++++ MATERIAL FOR THIS TASK
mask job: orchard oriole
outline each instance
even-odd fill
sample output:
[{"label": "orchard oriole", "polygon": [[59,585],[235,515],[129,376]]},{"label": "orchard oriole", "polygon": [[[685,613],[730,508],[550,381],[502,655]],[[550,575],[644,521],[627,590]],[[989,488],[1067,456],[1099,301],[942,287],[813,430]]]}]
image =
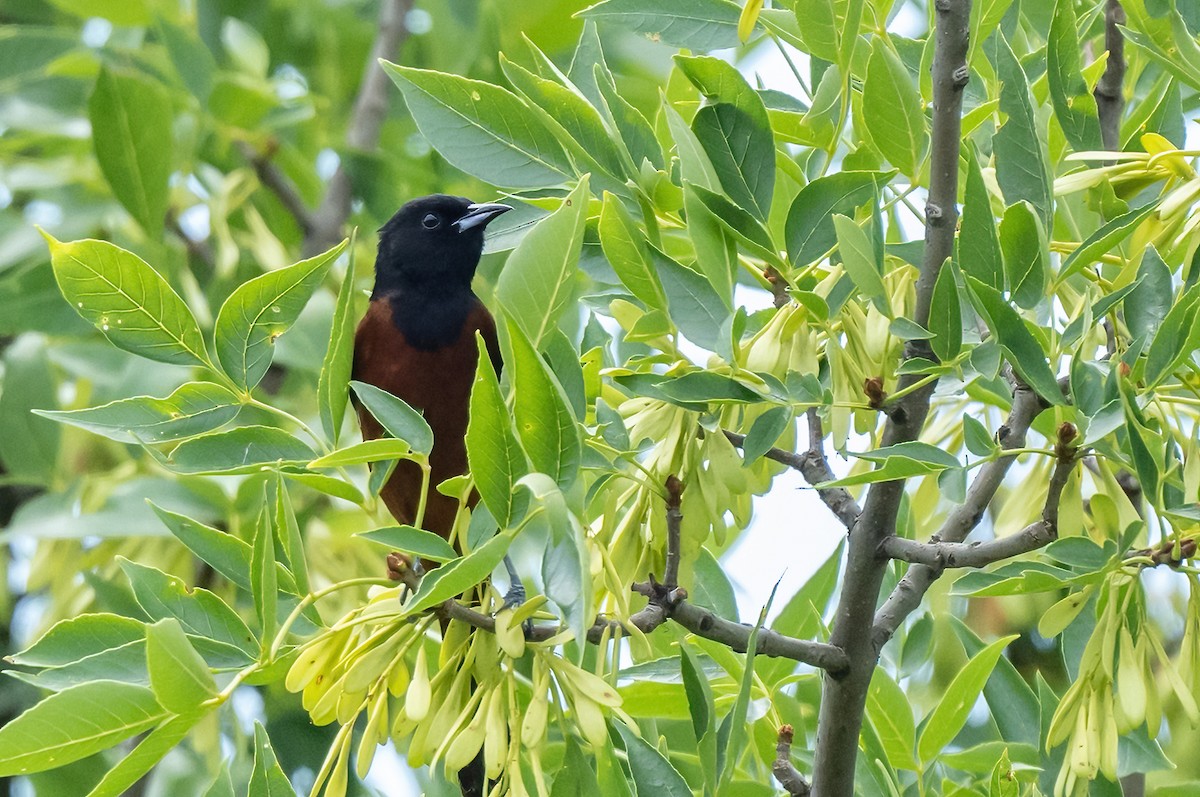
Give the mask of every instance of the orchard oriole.
[{"label": "orchard oriole", "polygon": [[[422,525],[447,539],[458,501],[435,488],[467,472],[469,402],[479,359],[476,332],[497,374],[502,365],[495,321],[472,292],[471,279],[483,254],[484,228],[508,210],[445,194],[400,208],[379,231],[371,306],[354,336],[353,378],[404,399],[424,413],[433,430]],[[362,405],[358,420],[364,440],[383,435]],[[420,468],[402,461],[379,494],[396,520],[414,523],[421,491]],[[523,594],[515,578],[513,587],[510,595]],[[458,779],[464,797],[482,797],[488,786],[482,753]]]}]

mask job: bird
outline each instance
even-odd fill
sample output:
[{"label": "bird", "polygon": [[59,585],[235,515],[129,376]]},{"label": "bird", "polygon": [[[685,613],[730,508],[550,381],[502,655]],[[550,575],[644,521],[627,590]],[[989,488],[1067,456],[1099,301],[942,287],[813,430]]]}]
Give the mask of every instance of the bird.
[{"label": "bird", "polygon": [[[496,322],[471,289],[488,223],[512,210],[434,194],[401,207],[379,232],[375,286],[354,335],[353,379],[386,390],[425,416],[433,431],[431,478],[423,526],[449,539],[458,500],[437,492],[467,472],[466,432],[478,347],[483,338],[492,367],[503,361]],[[357,406],[364,440],[384,435],[371,413]],[[415,522],[421,470],[397,464],[379,491],[400,523]]]},{"label": "bird", "polygon": [[[495,319],[472,291],[471,280],[483,255],[484,229],[510,210],[508,205],[477,204],[447,194],[421,197],[401,207],[379,231],[371,303],[354,334],[352,378],[403,399],[424,414],[433,431],[422,526],[447,540],[459,502],[435,488],[468,469],[466,434],[479,361],[477,333],[497,375],[503,367]],[[363,439],[382,437],[383,426],[370,411],[361,403],[356,410]],[[412,524],[423,488],[420,468],[401,461],[379,495],[397,521]],[[475,500],[472,496],[469,503]],[[524,589],[511,562],[505,563],[512,576],[509,594],[520,600]],[[459,771],[458,781],[463,797],[486,793],[482,751]]]}]

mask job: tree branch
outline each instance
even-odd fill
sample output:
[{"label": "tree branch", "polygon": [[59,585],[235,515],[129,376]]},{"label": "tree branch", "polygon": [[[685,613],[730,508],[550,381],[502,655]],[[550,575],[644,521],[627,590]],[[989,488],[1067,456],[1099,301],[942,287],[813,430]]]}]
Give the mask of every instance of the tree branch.
[{"label": "tree branch", "polygon": [[792,797],[807,797],[812,792],[808,781],[800,774],[800,770],[792,763],[792,738],[795,731],[791,725],[779,726],[779,742],[775,745],[775,761],[771,764],[771,773],[775,780],[783,786],[784,791]]},{"label": "tree branch", "polygon": [[1125,37],[1121,35],[1120,27],[1124,24],[1125,9],[1121,8],[1121,0],[1108,0],[1104,7],[1104,46],[1108,50],[1108,63],[1092,94],[1100,115],[1100,138],[1104,148],[1111,150],[1121,148],[1121,115],[1125,111]]},{"label": "tree branch", "polygon": [[296,190],[296,184],[275,165],[269,154],[258,152],[246,141],[238,141],[236,146],[238,152],[242,153],[242,157],[254,167],[258,181],[271,189],[271,192],[278,197],[287,212],[295,217],[296,223],[300,225],[304,235],[310,235],[313,230],[312,212],[305,204],[304,198],[300,196],[300,192]]},{"label": "tree branch", "polygon": [[[806,452],[795,454],[783,449],[772,448],[763,456],[799,471],[809,484],[831,482],[837,477],[829,467],[829,460],[825,458],[825,433],[821,428],[821,417],[815,408],[811,408],[808,410],[807,418],[808,450]],[[725,437],[737,448],[742,448],[746,443],[744,434],[726,431]],[[830,511],[837,516],[847,531],[854,528],[859,515],[862,514],[862,509],[848,490],[842,487],[822,487],[817,488],[817,495],[825,502],[825,506],[829,507]]]},{"label": "tree branch", "polygon": [[[683,483],[674,476],[668,477],[668,549],[665,572],[670,578],[678,578],[679,574],[679,526],[683,520],[683,515],[679,511],[679,502],[682,493]],[[420,587],[421,574],[412,566],[412,560],[407,554],[397,552],[388,554],[387,565],[390,578],[401,581],[414,592]],[[709,609],[688,603],[687,590],[682,587],[672,586],[670,581],[659,583],[651,575],[648,581],[633,584],[631,589],[639,595],[646,596],[649,604],[644,609],[635,612],[627,620],[597,617],[587,632],[589,642],[599,643],[606,630],[620,631],[636,628],[643,634],[648,634],[667,620],[671,620],[696,636],[720,642],[739,653],[746,652],[750,644],[750,634],[754,630],[753,626],[726,620]],[[443,601],[430,611],[443,620],[459,620],[483,631],[491,633],[496,631],[494,617],[476,611],[453,598]],[[530,642],[545,642],[565,630],[563,626],[535,625],[526,629],[525,638]],[[770,628],[759,628],[755,649],[760,656],[792,659],[834,673],[842,672],[847,666],[846,654],[833,645],[785,636]]]},{"label": "tree branch", "polygon": [[[381,58],[394,58],[408,37],[404,17],[412,10],[413,0],[382,0],[379,7],[379,30],[371,52],[367,55],[362,84],[354,100],[350,127],[346,130],[346,147],[370,152],[379,144],[379,131],[388,109],[388,77],[379,65]],[[350,218],[352,196],[350,175],[343,164],[329,180],[329,188],[321,206],[312,214],[313,226],[305,235],[305,255],[323,252],[342,239],[342,227]]]},{"label": "tree branch", "polygon": [[[379,59],[394,57],[404,43],[408,36],[404,18],[412,4],[413,0],[382,0],[380,3],[378,31],[367,55],[362,83],[346,129],[348,149],[369,152],[379,144],[379,131],[388,109],[388,79],[379,66]],[[352,198],[350,175],[344,165],[339,164],[330,178],[320,207],[310,210],[295,184],[271,160],[270,153],[259,153],[246,142],[238,142],[237,146],[254,167],[258,179],[279,197],[304,231],[305,257],[323,252],[342,239],[342,227],[350,218]]]},{"label": "tree branch", "polygon": [[[983,554],[972,554],[968,557],[979,557],[984,559],[989,553],[1001,554],[991,561],[1000,561],[1001,559],[1018,556],[1022,553],[1040,548],[1047,543],[1054,541],[1058,537],[1058,504],[1062,498],[1063,488],[1066,486],[1067,478],[1071,475],[1071,469],[1075,466],[1078,460],[1078,450],[1071,442],[1076,435],[1074,425],[1064,423],[1059,426],[1058,443],[1055,446],[1057,453],[1057,461],[1054,465],[1054,471],[1050,475],[1050,484],[1046,493],[1046,503],[1042,507],[1041,520],[1031,523],[1026,526],[1019,534],[1011,538],[993,540],[989,543],[979,545],[979,548],[986,549]],[[958,543],[958,540],[951,541],[951,544]],[[946,542],[935,540],[933,545],[946,545]],[[958,546],[958,549],[971,548],[972,546]],[[903,556],[898,558],[904,558]],[[961,560],[960,560],[961,561]],[[949,565],[946,562],[939,563],[936,561],[922,561],[921,564],[914,564],[904,574],[904,578],[896,585],[896,589],[892,591],[884,605],[875,615],[874,628],[871,630],[871,636],[876,641],[876,644],[882,645],[892,635],[896,633],[896,629],[900,627],[900,623],[904,622],[904,618],[911,614],[917,606],[921,604],[921,598],[929,589],[930,585],[942,574],[943,566],[966,566],[979,567],[988,562],[983,561],[981,564],[973,564],[965,562],[959,565]]]},{"label": "tree branch", "polygon": [[[970,37],[971,0],[936,0],[933,50],[933,122],[929,161],[929,198],[925,206],[925,250],[916,286],[913,320],[929,325],[933,287],[942,264],[954,251],[958,222],[958,161],[962,134],[962,95],[970,77],[967,44]],[[927,341],[910,340],[906,359],[933,359]],[[916,440],[929,414],[935,382],[917,386],[918,377],[905,374],[897,392],[909,390],[889,413],[882,446]],[[852,797],[859,733],[866,708],[867,689],[879,648],[866,633],[874,619],[888,559],[880,543],[896,533],[896,517],[904,497],[905,480],[873,484],[862,516],[850,535],[842,597],[834,617],[830,643],[845,651],[849,668],[828,674],[822,684],[813,761],[813,791],[821,797]]]}]

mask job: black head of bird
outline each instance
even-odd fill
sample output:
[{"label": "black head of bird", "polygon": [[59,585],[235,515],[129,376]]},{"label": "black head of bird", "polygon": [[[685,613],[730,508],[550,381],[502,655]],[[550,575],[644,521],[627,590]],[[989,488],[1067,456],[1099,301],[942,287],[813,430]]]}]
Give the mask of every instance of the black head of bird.
[{"label": "black head of bird", "polygon": [[374,295],[469,290],[483,254],[483,230],[509,210],[448,194],[405,204],[379,231]]}]

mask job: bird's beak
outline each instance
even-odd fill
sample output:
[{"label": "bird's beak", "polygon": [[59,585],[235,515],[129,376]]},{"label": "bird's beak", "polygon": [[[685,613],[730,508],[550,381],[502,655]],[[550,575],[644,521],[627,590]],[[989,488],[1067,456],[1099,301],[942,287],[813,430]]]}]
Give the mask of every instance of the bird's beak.
[{"label": "bird's beak", "polygon": [[495,202],[484,202],[478,205],[468,205],[466,215],[454,222],[451,226],[461,232],[482,227],[492,219],[499,216],[501,213],[507,213],[512,210],[508,205],[501,205]]}]

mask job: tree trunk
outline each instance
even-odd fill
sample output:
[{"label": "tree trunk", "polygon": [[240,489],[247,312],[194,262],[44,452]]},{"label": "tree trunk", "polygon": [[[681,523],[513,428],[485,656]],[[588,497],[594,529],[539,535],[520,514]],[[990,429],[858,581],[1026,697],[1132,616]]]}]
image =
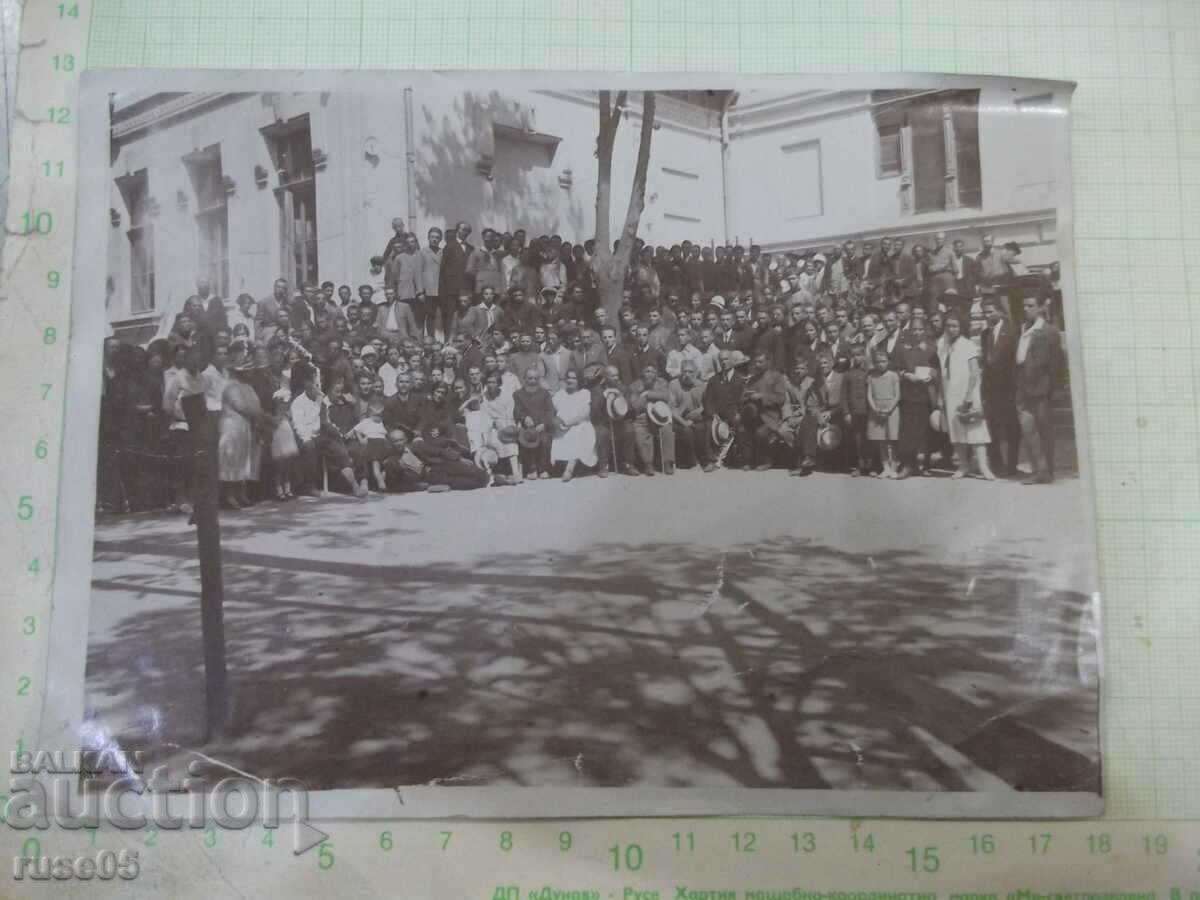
++++++++
• [DIRECTIONS FOR THIS TASK]: Nothing but the lines from the one containing "mask job: tree trunk" through the final line of the records, both included and copied exactly, should appear in the answer; pictures stay out.

• [THE ANSWER]:
mask job: tree trunk
outline each instance
even-odd fill
sample output:
[{"label": "tree trunk", "polygon": [[240,489],[247,312],[194,262],[44,452]]},{"label": "tree trunk", "polygon": [[[681,523],[513,428],[485,656]],[[588,497],[594,529],[539,535],[520,514]],[[990,429],[858,581],[1026,697],[1132,616]]]}]
image =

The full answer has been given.